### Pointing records
..........
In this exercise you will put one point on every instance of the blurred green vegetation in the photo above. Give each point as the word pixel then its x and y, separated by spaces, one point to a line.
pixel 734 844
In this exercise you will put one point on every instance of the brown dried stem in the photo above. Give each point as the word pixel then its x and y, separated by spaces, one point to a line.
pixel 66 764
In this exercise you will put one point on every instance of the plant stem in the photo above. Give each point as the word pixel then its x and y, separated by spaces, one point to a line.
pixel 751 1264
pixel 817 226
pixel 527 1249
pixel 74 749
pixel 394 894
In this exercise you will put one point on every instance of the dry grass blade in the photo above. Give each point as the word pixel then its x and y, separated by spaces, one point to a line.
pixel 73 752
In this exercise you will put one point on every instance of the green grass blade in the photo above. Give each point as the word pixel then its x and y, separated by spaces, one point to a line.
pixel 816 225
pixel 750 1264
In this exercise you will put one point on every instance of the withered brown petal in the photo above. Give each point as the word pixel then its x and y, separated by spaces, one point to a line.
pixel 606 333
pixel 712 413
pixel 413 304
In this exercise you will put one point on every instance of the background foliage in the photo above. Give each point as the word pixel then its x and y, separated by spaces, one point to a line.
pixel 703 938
..........
### Directions for this task
Update the records by changing every "one point to a line" to "each point on its own line", keeping all other text the same.

### Solved problem
In this exercise you will put one point on every instance of the blurred green vegetation in the photo above. Give each point as the word pixel then its x and y, separated by spaces, each point on its own line.
pixel 734 844
In this exercise you will put one point on every instance of the brown dried stem in the photo above. Give each point as the word pixel then its x and y, separated by spaces, each point on its own line.
pixel 66 764
In this exercise you will put one point on every instance of the plant stem in the photo above. Give each point as the word pixel then its x and y, separated by spaces, each point on its own line.
pixel 751 1264
pixel 817 226
pixel 527 1249
pixel 74 749
pixel 394 894
In this exercise you will put one point on every instance of the dry grass blade in the photo above. Give each point as the word pixel then its x and y, separated by spaces, each point on its own line.
pixel 73 752
In this exercise you will put one point on every instance of the green grass blade in the photo above. Give each point as the word pixel then its x and y, separated by spaces, each point on its own line.
pixel 816 225
pixel 750 1264
In this exercise you will put one point on every instance of the withered brown petal in the photo above. Give each point as the word pixel then its x and y, separated by spaces, each point on its own line.
pixel 606 333
pixel 712 413
pixel 413 304
In this exercise you will put one point on every instance of the background foliage in the photo above. Give each point as the word pixel then its x and y, separated by spaces, each point on its own line.
pixel 703 938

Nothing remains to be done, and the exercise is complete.